### Document extract
Sam Altman, CEO of Microsoft-backed OpenAI, called for the US to regulate deployment of advanced large language models, warning of the dangers of generative AI without solid policy frameworks in place.

In a hearing with the US Senate to discuss governance of generative AI, Altman argued regulations will be critical to mitigate the risks of increasingly powerful models, as fears grow about threats to society.

Threats discussed during his testimony centred on the spread of misinformation caused and violations of data privacy laws associated with how OpenAI trains its models.

Senator Richard Blumenthal told the hearing the prospect of inadequately trained AI is “more than a little scary” and argued new technologies must be “held accountable”.

The official pointed to the ability of OpenAI’s ChatGPT to mimic and simulate authentic human interactions, after opening his testimony with a speech generated by the model which was trained in his voice.

Altman suggested the formation of a government agency to regulate AI training and deployments would be helpful for development, explaining the need for “a combination of licensing and testing requirements” for developers.

He also proposed revoking licences of developers which launch AI tools that exceed certain “threshold” or “capabilities”, for example models capable of self replication or generating harmful content.

Altman argued for a governing rule around how machine learning tools gather data from the internet to generate responses.

“Users should be able to opt-out from having their data used by companies like ours, or other social media companies,” he added.

### Work instructions
Repeat the passage of the article on Altman's Senate testimony starting with "Threats discussed during" and going on through "in his voice.", changing "testimony" to "statement" each time it occurs.

### Dataset excerpts
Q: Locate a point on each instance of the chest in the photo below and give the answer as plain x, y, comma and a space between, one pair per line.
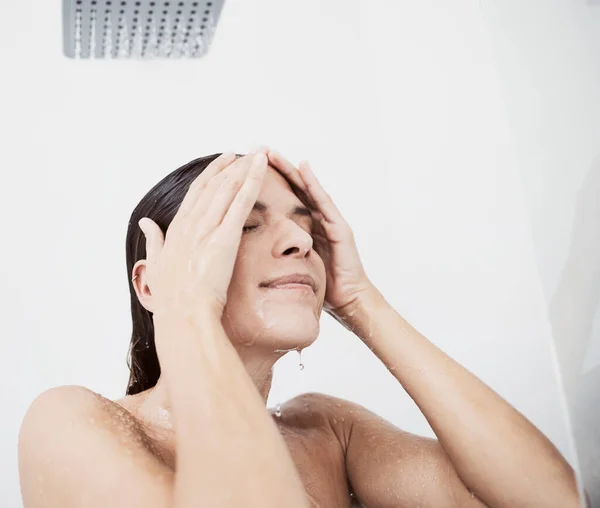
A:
319, 461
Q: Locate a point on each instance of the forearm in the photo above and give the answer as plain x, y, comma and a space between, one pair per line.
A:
498, 454
229, 451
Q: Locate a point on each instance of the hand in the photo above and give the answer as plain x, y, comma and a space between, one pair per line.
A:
333, 240
190, 269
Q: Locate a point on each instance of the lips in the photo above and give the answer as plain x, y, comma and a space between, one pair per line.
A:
294, 278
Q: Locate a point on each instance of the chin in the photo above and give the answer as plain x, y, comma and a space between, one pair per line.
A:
274, 327
284, 336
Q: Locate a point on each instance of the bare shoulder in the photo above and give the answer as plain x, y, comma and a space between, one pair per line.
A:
78, 448
62, 407
326, 413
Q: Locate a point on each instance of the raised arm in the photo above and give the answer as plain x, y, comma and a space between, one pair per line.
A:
494, 450
484, 445
229, 451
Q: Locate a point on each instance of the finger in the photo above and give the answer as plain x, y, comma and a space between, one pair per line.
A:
204, 203
225, 194
260, 149
319, 196
202, 180
242, 204
155, 238
286, 168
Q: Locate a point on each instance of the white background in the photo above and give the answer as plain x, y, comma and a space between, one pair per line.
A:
400, 109
548, 56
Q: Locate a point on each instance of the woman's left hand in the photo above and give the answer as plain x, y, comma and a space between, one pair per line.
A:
333, 240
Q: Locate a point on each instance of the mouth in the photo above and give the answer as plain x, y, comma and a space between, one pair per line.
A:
295, 281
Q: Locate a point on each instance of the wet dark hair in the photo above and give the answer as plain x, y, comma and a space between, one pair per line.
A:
160, 204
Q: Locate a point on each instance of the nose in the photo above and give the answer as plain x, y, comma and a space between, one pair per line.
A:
293, 241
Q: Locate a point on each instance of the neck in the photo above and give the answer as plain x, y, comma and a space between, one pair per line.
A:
155, 402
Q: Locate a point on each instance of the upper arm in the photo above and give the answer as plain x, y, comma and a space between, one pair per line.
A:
70, 456
388, 467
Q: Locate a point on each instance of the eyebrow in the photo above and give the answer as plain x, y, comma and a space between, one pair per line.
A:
259, 206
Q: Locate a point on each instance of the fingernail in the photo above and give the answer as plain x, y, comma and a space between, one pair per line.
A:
259, 149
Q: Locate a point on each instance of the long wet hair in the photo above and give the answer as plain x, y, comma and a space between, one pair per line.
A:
160, 204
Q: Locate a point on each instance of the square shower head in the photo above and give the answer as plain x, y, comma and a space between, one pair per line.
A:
140, 29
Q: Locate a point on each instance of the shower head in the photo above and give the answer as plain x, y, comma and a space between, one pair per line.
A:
140, 29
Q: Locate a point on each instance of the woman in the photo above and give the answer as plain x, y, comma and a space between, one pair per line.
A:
252, 254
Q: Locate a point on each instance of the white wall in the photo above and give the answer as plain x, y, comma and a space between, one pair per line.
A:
399, 108
548, 56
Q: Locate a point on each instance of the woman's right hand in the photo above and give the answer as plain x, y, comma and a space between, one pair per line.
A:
189, 269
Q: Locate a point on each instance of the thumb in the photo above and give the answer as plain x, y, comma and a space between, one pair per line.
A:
155, 238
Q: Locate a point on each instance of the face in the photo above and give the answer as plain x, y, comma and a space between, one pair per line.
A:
261, 311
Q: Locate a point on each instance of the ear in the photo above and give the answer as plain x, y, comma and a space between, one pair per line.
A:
139, 280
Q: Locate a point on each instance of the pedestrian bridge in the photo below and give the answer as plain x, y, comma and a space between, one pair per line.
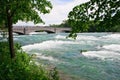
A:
28, 29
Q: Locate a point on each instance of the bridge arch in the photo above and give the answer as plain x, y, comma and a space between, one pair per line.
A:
48, 31
20, 33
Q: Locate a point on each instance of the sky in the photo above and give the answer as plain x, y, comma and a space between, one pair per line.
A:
59, 12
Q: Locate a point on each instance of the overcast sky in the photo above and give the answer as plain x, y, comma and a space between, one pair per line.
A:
60, 11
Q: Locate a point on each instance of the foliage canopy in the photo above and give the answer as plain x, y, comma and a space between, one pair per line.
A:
104, 14
26, 10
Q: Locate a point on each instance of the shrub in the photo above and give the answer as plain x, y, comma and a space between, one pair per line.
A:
22, 67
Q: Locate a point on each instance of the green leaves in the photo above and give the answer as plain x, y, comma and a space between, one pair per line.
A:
25, 10
104, 14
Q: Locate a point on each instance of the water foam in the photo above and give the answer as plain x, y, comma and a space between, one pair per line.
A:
50, 58
60, 37
112, 36
81, 37
47, 45
102, 54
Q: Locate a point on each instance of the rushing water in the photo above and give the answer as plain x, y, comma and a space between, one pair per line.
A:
100, 59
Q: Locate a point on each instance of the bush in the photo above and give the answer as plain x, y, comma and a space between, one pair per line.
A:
22, 67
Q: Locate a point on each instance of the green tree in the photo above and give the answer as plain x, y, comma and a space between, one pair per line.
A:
104, 13
107, 12
78, 18
26, 10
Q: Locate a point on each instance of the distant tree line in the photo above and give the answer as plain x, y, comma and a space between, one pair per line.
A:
95, 16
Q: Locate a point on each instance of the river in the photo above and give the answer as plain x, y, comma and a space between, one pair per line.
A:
92, 56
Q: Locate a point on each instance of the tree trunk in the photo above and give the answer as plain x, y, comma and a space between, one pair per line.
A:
10, 30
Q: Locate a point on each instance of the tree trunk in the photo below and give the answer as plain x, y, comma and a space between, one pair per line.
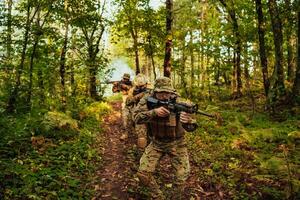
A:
33, 55
41, 86
237, 48
168, 47
289, 42
262, 47
8, 39
151, 55
192, 63
182, 71
136, 53
13, 96
63, 53
72, 80
296, 86
277, 89
233, 85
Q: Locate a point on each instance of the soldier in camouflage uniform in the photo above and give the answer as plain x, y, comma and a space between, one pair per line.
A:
167, 130
134, 95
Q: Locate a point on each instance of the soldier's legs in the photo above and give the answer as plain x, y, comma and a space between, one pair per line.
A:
127, 122
124, 111
141, 131
180, 162
148, 163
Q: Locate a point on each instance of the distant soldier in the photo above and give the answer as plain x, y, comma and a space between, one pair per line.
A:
167, 130
135, 94
123, 86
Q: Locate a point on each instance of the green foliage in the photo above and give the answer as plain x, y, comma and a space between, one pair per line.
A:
49, 155
248, 155
97, 110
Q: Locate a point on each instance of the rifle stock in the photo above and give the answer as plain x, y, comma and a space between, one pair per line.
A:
177, 107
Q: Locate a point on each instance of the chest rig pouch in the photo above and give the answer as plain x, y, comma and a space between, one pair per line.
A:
164, 127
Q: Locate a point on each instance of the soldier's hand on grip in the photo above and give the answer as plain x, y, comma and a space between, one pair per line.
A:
162, 112
185, 118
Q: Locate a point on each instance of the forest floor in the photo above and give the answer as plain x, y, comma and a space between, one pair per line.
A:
78, 155
117, 176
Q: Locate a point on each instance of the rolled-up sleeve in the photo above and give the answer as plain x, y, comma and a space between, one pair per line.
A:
141, 113
190, 127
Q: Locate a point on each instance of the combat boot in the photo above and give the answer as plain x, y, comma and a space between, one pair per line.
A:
148, 181
178, 191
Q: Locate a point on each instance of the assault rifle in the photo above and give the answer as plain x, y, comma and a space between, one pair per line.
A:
117, 85
139, 90
176, 107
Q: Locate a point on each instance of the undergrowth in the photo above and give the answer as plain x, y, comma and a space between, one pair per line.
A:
249, 156
50, 154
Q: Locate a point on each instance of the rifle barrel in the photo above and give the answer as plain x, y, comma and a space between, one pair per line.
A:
204, 113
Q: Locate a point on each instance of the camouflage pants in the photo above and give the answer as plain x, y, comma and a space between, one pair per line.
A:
125, 111
139, 129
177, 150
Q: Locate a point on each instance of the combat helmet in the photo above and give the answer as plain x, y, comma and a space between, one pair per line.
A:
126, 76
140, 80
164, 84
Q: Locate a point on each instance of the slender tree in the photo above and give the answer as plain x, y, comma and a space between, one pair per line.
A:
62, 69
296, 86
31, 11
277, 90
237, 47
168, 44
262, 46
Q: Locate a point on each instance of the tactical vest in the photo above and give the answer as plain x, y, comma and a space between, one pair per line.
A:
166, 128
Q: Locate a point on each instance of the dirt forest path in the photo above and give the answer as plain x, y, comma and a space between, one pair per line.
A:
117, 179
117, 173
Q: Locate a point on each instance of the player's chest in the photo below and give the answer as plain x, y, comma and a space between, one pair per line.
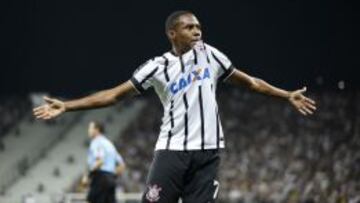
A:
179, 77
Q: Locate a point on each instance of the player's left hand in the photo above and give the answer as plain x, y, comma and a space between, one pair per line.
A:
303, 104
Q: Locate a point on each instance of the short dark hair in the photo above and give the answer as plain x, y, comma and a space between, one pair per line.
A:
99, 126
172, 19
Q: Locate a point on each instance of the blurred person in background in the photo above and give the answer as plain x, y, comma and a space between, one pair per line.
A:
105, 164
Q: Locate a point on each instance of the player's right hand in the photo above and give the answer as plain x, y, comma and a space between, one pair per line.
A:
51, 109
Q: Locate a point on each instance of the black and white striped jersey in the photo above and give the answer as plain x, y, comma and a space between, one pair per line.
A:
186, 86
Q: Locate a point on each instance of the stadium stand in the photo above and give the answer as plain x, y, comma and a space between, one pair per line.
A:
273, 153
65, 162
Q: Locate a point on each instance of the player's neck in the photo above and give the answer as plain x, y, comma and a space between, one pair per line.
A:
179, 50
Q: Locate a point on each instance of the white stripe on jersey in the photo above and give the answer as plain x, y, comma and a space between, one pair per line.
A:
186, 86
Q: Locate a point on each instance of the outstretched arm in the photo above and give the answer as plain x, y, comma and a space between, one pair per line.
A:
302, 103
55, 107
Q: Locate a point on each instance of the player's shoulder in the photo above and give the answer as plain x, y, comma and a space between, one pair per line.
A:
211, 48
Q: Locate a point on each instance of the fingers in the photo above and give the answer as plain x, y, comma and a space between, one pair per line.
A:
303, 90
306, 108
48, 100
42, 112
308, 100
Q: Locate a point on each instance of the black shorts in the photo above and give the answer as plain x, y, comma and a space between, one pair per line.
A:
189, 175
102, 187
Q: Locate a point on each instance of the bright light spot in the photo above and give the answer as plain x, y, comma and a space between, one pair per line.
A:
341, 84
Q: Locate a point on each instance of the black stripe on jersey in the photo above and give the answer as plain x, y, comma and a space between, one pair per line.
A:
138, 85
172, 124
185, 121
218, 61
195, 56
207, 56
202, 119
217, 129
182, 64
227, 73
165, 69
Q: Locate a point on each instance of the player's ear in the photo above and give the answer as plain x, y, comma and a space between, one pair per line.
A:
171, 34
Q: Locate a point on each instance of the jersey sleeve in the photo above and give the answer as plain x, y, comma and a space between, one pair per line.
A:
224, 67
142, 78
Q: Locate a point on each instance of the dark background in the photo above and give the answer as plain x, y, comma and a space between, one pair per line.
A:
75, 47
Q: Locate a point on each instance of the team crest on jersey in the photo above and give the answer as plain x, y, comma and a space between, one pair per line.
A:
184, 81
153, 194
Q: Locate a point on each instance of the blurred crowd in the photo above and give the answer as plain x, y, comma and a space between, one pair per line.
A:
273, 154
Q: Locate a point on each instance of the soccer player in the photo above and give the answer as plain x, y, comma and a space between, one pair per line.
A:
105, 164
186, 155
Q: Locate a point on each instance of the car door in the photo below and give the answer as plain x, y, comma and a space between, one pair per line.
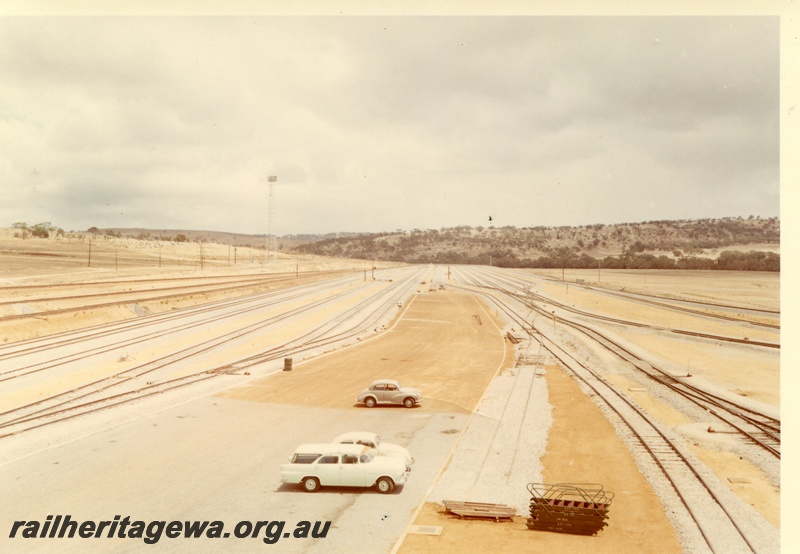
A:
327, 470
380, 392
351, 472
391, 394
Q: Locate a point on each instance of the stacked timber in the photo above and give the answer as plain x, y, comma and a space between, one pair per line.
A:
576, 508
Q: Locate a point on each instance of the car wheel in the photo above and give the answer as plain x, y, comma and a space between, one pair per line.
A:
310, 484
385, 485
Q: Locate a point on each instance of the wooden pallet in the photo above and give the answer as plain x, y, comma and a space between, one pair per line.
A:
480, 509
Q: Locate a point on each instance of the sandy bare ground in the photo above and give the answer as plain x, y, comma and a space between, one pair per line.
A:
448, 344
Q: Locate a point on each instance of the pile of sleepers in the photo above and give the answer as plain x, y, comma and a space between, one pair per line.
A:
480, 509
576, 508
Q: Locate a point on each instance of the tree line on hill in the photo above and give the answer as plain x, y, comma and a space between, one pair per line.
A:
635, 245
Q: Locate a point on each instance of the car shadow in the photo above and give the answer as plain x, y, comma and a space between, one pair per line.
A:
389, 406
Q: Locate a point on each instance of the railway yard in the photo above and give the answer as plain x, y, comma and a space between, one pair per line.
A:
165, 395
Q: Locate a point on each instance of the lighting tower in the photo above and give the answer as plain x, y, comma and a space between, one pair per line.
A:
270, 213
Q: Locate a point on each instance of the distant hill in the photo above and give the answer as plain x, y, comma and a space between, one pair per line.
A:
689, 244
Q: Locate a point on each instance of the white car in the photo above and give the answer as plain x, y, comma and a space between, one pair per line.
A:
376, 445
389, 391
343, 465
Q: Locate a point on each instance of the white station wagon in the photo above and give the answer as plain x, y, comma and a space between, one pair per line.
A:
343, 465
376, 445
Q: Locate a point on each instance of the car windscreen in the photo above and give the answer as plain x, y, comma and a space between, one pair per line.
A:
300, 458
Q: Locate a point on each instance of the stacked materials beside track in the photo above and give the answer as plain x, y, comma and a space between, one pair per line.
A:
575, 508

### Solution to this task
Threats discussed during his statement centred on the spread of misinformation caused and violations of data privacy laws associated with how OpenAI trains its models.

Senator Richard Blumenthal told the hearing the prospect of inadequately trained AI is “more than a little scary” and argued new technologies must be “held accountable”.

The official pointed to the ability of OpenAI’s ChatGPT to mimic and simulate authentic human interactions, after opening his statement with a speech generated by the model which was trained in his voice.